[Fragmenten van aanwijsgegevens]
◆ ◆ ◆ ◆ ◆
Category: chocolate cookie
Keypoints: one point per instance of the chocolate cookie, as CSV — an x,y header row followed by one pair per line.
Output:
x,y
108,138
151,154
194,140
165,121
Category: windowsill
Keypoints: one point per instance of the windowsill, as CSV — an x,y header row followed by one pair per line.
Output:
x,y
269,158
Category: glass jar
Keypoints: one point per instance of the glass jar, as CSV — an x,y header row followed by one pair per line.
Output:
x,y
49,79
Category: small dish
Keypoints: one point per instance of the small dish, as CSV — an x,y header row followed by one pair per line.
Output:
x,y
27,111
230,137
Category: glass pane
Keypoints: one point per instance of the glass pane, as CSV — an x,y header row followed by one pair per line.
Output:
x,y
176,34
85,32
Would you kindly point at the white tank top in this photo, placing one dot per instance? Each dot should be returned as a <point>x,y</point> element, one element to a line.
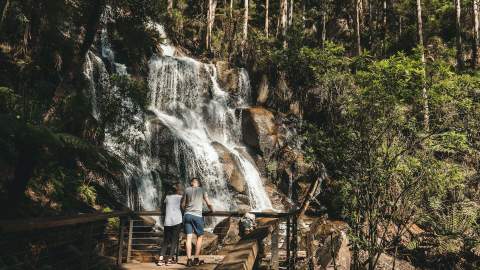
<point>173,215</point>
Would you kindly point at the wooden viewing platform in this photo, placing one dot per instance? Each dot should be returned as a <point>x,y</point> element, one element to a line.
<point>211,261</point>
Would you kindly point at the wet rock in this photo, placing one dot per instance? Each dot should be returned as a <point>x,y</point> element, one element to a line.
<point>327,243</point>
<point>259,130</point>
<point>385,262</point>
<point>228,231</point>
<point>227,76</point>
<point>209,244</point>
<point>230,167</point>
<point>263,90</point>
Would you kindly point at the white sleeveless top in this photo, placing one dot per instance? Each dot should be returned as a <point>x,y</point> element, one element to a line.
<point>173,215</point>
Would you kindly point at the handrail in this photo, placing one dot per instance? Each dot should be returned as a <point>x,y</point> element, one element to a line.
<point>19,225</point>
<point>225,214</point>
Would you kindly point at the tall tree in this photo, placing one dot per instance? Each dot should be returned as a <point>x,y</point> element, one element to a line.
<point>4,12</point>
<point>358,48</point>
<point>385,28</point>
<point>212,5</point>
<point>458,25</point>
<point>282,19</point>
<point>475,41</point>
<point>245,22</point>
<point>426,114</point>
<point>324,25</point>
<point>170,7</point>
<point>290,13</point>
<point>267,3</point>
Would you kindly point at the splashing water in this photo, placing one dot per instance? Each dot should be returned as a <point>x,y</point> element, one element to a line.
<point>186,99</point>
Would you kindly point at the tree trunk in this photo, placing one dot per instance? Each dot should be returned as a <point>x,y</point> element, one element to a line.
<point>212,5</point>
<point>385,28</point>
<point>267,2</point>
<point>91,30</point>
<point>282,23</point>
<point>458,42</point>
<point>358,47</point>
<point>475,41</point>
<point>170,7</point>
<point>426,114</point>
<point>245,23</point>
<point>290,13</point>
<point>4,12</point>
<point>324,25</point>
<point>73,71</point>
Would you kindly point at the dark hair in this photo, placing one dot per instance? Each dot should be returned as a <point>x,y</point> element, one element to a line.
<point>198,180</point>
<point>170,189</point>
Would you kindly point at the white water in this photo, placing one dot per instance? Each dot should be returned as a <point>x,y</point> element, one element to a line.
<point>187,99</point>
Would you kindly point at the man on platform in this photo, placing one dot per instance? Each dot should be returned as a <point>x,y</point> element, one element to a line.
<point>193,222</point>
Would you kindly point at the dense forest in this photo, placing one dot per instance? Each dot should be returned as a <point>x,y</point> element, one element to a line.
<point>384,96</point>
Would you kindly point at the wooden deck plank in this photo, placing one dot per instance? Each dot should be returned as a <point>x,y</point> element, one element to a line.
<point>211,261</point>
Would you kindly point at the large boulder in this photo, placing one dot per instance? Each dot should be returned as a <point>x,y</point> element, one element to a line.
<point>227,77</point>
<point>327,243</point>
<point>228,231</point>
<point>259,130</point>
<point>232,171</point>
<point>263,90</point>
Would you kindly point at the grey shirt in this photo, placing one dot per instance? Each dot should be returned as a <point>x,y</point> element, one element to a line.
<point>194,200</point>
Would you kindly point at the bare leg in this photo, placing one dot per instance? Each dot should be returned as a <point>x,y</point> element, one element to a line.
<point>189,245</point>
<point>198,245</point>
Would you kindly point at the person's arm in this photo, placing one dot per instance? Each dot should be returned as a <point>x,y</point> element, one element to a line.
<point>184,202</point>
<point>207,201</point>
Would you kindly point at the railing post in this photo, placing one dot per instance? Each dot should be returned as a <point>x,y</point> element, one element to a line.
<point>86,247</point>
<point>120,242</point>
<point>288,242</point>
<point>274,247</point>
<point>294,240</point>
<point>130,233</point>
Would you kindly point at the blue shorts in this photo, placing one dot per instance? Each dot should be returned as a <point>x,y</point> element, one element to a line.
<point>192,224</point>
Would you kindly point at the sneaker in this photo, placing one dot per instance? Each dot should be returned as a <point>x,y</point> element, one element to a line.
<point>197,261</point>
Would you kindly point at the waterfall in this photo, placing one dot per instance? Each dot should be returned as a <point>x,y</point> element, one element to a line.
<point>186,97</point>
<point>188,113</point>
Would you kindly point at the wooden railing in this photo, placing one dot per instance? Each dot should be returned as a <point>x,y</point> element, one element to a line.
<point>85,241</point>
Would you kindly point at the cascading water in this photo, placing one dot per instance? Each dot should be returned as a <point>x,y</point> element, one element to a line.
<point>187,101</point>
<point>186,97</point>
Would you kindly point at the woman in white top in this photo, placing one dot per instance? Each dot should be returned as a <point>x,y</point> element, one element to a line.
<point>172,225</point>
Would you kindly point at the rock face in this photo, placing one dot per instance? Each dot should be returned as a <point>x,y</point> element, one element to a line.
<point>263,90</point>
<point>327,243</point>
<point>228,231</point>
<point>227,76</point>
<point>231,169</point>
<point>259,130</point>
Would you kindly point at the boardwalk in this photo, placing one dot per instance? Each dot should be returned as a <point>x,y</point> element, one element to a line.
<point>211,261</point>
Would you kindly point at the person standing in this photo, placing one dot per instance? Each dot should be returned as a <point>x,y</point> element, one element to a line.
<point>172,225</point>
<point>193,222</point>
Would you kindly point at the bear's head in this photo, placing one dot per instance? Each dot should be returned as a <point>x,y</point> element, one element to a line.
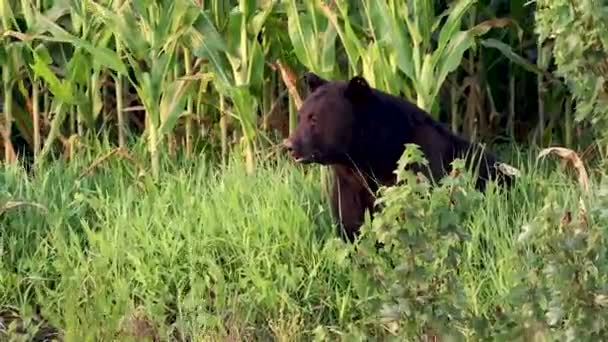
<point>328,119</point>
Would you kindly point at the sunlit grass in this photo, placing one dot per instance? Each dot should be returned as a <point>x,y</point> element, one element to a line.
<point>211,252</point>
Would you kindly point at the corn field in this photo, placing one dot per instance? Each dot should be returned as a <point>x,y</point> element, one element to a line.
<point>224,74</point>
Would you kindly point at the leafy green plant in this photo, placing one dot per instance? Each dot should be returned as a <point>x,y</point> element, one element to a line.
<point>578,32</point>
<point>423,234</point>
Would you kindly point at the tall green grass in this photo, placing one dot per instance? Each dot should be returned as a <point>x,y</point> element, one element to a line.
<point>211,253</point>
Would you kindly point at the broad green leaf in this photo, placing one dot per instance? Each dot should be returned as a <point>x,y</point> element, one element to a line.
<point>351,42</point>
<point>508,52</point>
<point>298,30</point>
<point>452,57</point>
<point>62,90</point>
<point>172,104</point>
<point>453,23</point>
<point>255,75</point>
<point>209,45</point>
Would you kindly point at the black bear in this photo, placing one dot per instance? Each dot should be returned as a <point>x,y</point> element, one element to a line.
<point>361,133</point>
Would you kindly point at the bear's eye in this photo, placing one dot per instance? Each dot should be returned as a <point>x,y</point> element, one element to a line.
<point>312,118</point>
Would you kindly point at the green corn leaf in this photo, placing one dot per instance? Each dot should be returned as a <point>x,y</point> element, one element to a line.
<point>172,104</point>
<point>508,52</point>
<point>62,90</point>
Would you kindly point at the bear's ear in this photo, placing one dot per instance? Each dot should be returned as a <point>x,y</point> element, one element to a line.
<point>314,81</point>
<point>357,89</point>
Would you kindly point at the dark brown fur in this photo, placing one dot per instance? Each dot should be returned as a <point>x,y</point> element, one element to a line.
<point>361,132</point>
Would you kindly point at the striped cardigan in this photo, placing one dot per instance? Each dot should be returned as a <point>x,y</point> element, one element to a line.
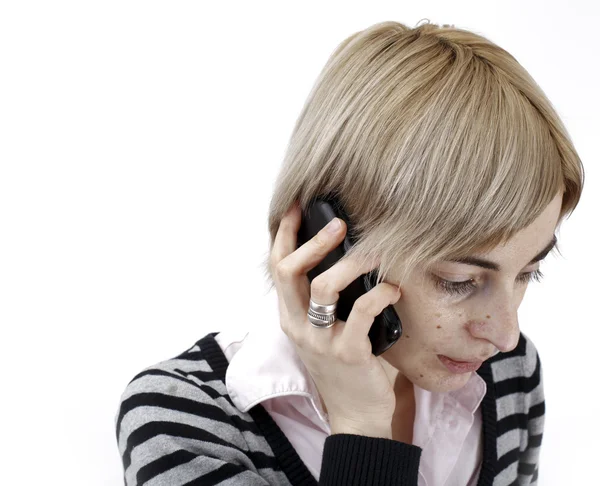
<point>176,425</point>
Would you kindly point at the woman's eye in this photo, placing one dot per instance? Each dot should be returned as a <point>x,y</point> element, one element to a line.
<point>460,288</point>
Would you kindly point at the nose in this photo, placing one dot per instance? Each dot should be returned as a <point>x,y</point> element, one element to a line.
<point>500,324</point>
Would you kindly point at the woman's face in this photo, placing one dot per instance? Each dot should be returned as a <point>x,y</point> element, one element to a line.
<point>476,323</point>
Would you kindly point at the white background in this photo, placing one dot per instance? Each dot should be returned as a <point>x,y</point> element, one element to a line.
<point>139,143</point>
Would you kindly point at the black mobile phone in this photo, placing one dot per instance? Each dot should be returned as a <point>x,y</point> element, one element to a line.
<point>386,328</point>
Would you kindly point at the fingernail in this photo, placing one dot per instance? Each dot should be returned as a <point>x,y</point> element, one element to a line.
<point>334,225</point>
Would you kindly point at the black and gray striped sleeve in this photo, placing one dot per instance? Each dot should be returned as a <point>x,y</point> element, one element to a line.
<point>528,469</point>
<point>171,429</point>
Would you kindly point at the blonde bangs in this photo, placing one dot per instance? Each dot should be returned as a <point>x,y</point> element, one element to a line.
<point>437,143</point>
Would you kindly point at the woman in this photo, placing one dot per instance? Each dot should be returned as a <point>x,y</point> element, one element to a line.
<point>456,172</point>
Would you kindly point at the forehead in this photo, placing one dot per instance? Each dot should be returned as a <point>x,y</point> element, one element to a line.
<point>528,242</point>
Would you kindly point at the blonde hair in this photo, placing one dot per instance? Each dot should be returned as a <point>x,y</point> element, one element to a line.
<point>436,142</point>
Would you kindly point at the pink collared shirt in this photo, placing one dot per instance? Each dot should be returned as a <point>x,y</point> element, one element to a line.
<point>265,368</point>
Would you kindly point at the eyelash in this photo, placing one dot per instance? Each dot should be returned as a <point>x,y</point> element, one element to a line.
<point>467,286</point>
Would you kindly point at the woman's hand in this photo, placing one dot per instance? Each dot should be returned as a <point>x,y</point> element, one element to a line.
<point>352,382</point>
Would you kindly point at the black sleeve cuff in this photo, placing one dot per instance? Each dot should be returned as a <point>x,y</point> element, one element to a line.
<point>358,460</point>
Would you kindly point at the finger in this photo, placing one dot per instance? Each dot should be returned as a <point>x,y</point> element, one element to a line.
<point>287,235</point>
<point>363,313</point>
<point>291,279</point>
<point>325,288</point>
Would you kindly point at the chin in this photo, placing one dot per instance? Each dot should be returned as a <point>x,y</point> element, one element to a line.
◆ ◆ ◆ ◆ ◆
Neem het deel van het materiaal dat opent met de eerste regel en sluit met de regel die "<point>225,214</point>" bevat opnieuw over, verzoeken inbegrepen, en verschuif elke coördinaat in de antwoorden door er 53 bij op te tellen. Laat de afbeeldingen in je antwoord weg.

Category: chocolate cookie
Keypoints: one point per instance of the chocolate cookie, as CSV — an x,y header row followed by one pair per line.
Output:
x,y
161,191
204,207
247,193
218,174
Category: windowsill
Keypoints: one point per instance of the windowsill, as CSV — an x,y header row followed by one pair per line.
Output:
x,y
322,211
Category: glass jar
Keypoints: one point per instance of the glass jar, as CSV — an x,y header row followed by one pair per line.
Output:
x,y
102,132
Category: small dish
Keypoints: one point per instance of the small dish, as CSV — an x,y header row followed by one pair per line.
Output:
x,y
80,164
283,190
Category: glass pane
Keypoints: one point per instance of the glass pane, as CSV — an x,y header row followed by one pair per line.
Output:
x,y
229,87
138,85
Would you kindly point at the white tank top in this photo, placing one dot per instance? Each dot should be returned as a <point>x,y</point> element, one element to a line.
<point>226,268</point>
Would you kindly point at the wooden viewing platform in this photo, placing one dot per instance? Each dot should be returned as a <point>x,y</point> element, one element to a line.
<point>264,314</point>
Would you kindly point at the wet rock in this photo, placing one dot per instance? Each dot should be returned as a <point>x,y</point> element, one element to a line.
<point>380,296</point>
<point>312,183</point>
<point>438,315</point>
<point>281,284</point>
<point>280,129</point>
<point>262,297</point>
<point>283,220</point>
<point>316,143</point>
Would you kindly point at the white sleeveless top in this photo, placing one dot per instance? Each dot should be returned as a <point>x,y</point> element, one element to a line.
<point>226,268</point>
Would you kindly point at the handrail in this photo, placing one dot per instance? Each dot should be returned as a <point>x,y</point> element, one element to a line.
<point>72,278</point>
<point>278,267</point>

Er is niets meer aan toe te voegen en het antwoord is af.